[Begin Given records]
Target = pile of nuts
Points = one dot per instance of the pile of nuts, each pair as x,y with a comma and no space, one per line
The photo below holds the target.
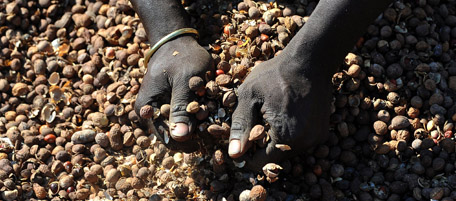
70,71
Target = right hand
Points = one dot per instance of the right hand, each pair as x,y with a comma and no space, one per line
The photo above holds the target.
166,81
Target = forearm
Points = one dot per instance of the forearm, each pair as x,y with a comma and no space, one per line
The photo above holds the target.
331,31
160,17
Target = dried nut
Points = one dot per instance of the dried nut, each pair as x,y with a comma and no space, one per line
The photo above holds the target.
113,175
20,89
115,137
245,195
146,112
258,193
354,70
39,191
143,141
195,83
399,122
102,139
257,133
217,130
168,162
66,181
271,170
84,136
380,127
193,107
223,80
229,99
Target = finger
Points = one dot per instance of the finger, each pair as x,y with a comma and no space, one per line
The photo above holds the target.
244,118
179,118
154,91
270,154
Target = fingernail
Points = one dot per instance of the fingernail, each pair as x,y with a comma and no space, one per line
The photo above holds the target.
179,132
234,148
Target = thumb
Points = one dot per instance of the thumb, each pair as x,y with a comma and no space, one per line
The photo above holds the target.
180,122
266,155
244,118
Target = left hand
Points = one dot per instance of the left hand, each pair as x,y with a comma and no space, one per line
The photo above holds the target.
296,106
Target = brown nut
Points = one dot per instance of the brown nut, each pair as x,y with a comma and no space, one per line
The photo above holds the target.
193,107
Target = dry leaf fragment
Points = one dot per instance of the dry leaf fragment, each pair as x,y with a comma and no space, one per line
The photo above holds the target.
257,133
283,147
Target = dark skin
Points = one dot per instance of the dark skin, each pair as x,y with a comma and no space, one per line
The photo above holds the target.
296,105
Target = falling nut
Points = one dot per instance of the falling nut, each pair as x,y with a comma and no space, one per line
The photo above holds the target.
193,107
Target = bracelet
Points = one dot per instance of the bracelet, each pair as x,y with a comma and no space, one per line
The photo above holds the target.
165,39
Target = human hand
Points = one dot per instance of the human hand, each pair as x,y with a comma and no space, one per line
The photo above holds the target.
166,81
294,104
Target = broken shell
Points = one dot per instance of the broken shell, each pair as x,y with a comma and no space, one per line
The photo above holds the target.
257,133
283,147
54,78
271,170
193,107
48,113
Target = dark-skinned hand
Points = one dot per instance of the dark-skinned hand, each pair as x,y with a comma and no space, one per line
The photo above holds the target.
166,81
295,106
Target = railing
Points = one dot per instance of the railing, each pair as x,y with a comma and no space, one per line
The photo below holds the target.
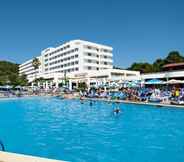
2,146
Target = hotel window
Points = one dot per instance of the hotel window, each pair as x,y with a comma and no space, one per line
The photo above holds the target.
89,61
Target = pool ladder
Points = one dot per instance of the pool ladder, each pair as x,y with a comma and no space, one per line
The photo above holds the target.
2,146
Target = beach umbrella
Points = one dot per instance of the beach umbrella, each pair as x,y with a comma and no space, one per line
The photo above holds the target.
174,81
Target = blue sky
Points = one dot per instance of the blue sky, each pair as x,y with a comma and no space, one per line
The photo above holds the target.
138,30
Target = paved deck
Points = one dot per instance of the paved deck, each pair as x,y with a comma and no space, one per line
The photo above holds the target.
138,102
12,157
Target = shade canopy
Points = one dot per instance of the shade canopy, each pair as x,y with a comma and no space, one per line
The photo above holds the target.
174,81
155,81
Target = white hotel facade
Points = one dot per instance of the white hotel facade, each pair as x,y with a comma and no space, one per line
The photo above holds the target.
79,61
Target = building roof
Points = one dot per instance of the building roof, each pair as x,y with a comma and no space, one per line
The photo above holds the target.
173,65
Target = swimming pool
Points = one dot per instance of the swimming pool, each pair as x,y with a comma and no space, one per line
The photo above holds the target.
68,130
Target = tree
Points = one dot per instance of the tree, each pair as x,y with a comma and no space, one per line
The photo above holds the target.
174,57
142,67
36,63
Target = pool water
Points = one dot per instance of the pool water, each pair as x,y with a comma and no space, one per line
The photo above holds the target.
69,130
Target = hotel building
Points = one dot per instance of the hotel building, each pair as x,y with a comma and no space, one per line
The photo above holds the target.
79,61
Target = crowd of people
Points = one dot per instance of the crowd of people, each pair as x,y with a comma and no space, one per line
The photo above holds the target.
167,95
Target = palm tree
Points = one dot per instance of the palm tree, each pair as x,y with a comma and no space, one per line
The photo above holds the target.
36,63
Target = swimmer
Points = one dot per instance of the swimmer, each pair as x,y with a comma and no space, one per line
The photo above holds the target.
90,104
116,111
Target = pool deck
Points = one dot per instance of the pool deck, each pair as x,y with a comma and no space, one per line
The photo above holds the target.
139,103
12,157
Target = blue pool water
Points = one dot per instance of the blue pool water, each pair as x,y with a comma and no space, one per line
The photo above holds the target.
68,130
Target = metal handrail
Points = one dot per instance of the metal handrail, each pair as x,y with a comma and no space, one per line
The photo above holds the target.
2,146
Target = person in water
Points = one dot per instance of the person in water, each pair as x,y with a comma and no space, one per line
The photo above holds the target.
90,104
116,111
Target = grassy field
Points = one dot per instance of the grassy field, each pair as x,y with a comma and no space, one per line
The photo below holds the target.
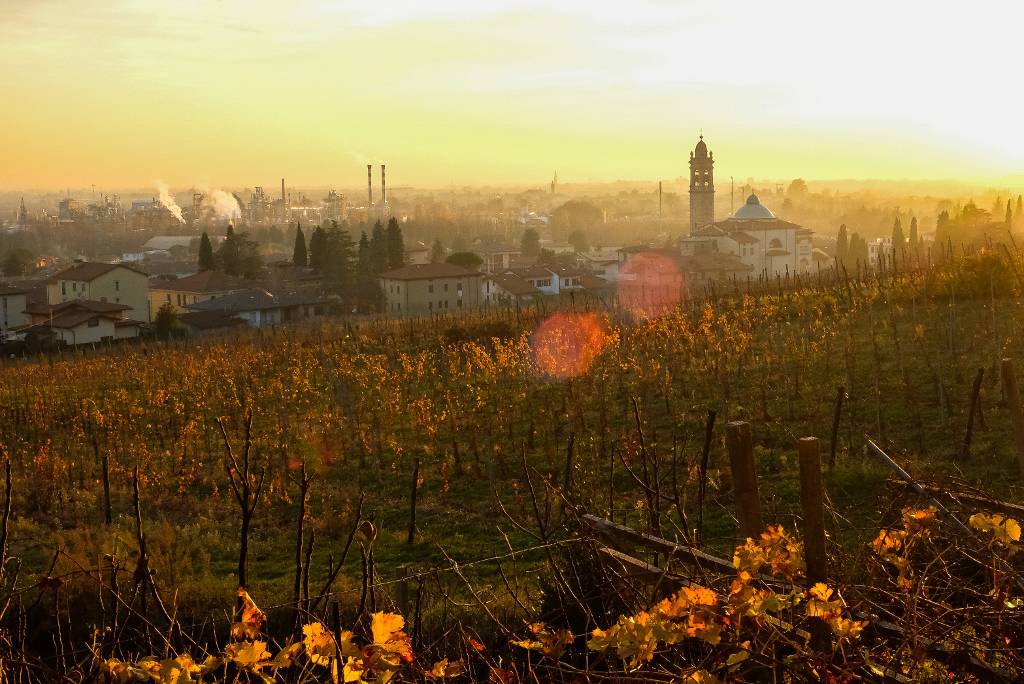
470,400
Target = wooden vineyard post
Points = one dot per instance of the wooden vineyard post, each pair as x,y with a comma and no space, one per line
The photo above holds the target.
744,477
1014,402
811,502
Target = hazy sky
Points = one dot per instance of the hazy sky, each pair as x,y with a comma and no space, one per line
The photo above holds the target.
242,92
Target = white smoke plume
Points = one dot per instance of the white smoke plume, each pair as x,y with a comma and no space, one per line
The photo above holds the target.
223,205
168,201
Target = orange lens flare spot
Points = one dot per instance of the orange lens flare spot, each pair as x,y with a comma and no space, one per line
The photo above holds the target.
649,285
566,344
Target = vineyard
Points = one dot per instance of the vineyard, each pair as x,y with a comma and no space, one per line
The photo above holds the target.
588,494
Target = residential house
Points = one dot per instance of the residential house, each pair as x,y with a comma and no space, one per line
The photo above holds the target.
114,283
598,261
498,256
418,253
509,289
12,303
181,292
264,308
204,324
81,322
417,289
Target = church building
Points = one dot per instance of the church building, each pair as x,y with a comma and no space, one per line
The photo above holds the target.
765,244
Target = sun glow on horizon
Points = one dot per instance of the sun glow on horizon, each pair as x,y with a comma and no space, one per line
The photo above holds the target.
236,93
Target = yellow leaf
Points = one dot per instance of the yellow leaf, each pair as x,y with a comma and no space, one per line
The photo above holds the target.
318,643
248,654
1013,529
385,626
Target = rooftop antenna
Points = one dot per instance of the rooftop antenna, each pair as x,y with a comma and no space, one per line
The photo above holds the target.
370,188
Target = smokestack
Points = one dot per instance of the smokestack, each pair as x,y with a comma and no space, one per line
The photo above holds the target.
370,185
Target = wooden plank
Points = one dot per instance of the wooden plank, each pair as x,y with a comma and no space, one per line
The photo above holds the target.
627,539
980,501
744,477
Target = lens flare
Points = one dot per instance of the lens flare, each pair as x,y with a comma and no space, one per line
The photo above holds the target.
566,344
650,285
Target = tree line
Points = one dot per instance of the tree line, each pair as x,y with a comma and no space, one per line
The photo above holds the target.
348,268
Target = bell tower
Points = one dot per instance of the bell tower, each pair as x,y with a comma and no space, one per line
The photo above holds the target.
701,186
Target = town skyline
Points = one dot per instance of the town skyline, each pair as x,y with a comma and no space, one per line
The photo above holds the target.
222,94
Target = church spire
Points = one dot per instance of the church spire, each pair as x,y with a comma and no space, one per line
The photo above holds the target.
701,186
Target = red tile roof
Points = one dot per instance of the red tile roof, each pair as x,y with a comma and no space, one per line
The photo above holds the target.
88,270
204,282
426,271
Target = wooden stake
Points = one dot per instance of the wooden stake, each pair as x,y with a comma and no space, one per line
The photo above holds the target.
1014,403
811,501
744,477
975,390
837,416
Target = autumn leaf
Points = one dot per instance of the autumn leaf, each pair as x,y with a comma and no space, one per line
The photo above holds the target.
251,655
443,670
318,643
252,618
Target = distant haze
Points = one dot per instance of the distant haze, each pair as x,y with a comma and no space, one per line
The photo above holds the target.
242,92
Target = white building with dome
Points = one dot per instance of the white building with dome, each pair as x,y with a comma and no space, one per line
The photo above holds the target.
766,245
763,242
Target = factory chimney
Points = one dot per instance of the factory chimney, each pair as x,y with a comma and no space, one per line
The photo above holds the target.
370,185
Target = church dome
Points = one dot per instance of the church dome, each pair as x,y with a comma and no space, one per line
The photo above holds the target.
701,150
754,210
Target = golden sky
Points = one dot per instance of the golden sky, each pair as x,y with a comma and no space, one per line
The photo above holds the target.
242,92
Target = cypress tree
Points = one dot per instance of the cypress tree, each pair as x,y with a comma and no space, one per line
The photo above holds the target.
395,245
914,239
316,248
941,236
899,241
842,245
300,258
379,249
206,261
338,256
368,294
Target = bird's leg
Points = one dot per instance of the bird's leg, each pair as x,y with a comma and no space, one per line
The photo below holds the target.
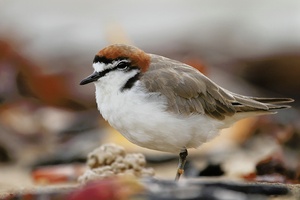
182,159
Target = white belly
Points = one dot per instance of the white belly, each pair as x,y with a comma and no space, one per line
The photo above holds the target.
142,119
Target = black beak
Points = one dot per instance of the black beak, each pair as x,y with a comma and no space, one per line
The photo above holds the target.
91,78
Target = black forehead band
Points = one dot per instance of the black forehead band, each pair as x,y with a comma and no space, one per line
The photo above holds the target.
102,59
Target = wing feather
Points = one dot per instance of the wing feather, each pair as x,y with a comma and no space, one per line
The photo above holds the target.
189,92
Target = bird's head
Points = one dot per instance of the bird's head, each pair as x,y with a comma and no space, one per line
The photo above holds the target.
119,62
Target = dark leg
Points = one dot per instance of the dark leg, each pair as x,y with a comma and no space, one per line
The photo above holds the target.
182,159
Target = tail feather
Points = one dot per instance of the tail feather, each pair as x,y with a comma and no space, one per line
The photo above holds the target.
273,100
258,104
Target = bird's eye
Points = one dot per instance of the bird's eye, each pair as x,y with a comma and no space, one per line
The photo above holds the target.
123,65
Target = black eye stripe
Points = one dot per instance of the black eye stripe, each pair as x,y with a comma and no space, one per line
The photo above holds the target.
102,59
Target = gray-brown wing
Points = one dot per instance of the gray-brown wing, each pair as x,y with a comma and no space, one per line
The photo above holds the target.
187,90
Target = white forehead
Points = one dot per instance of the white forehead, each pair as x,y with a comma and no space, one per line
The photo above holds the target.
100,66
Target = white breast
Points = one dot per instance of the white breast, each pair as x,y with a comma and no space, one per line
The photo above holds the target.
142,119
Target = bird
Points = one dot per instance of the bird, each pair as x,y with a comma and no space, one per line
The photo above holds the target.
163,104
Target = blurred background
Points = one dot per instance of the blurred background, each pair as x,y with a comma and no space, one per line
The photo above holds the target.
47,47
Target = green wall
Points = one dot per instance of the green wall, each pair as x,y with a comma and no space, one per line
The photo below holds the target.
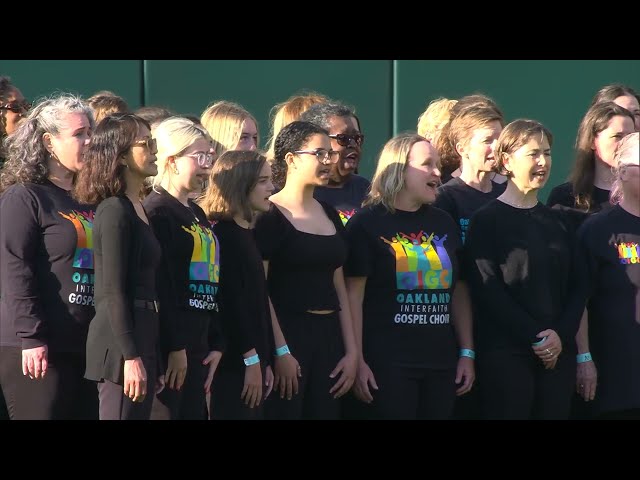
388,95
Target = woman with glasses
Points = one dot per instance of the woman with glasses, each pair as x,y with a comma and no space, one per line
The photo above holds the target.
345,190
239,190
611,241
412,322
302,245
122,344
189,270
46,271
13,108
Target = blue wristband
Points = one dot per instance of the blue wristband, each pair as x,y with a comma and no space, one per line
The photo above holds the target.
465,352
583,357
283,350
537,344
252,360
[End Given records]
**Do this**
The line that contains "Target = green wall" opens the part to copy, and the last line of the records closes it; set down those lines exactly, pictures excluded.

**Reply to the task**
Target = green wall
Points = one dot per instance of the green wall, each pair as x,y with a comma and no space, one per line
The photo below holds the target.
388,95
Target = woman with glasses
Points = one dot per instance of the woman with glasses, each pair as x,y with a comma and no space, one per line
The photo above holds the target.
345,190
239,190
611,241
412,322
302,245
122,344
189,270
46,271
13,108
Target = blue wristband
Points = one dot per instance of the blue wristband, each pair as x,y with a comma and no space, one per line
The photo above holds the target.
465,352
583,357
283,350
537,344
252,360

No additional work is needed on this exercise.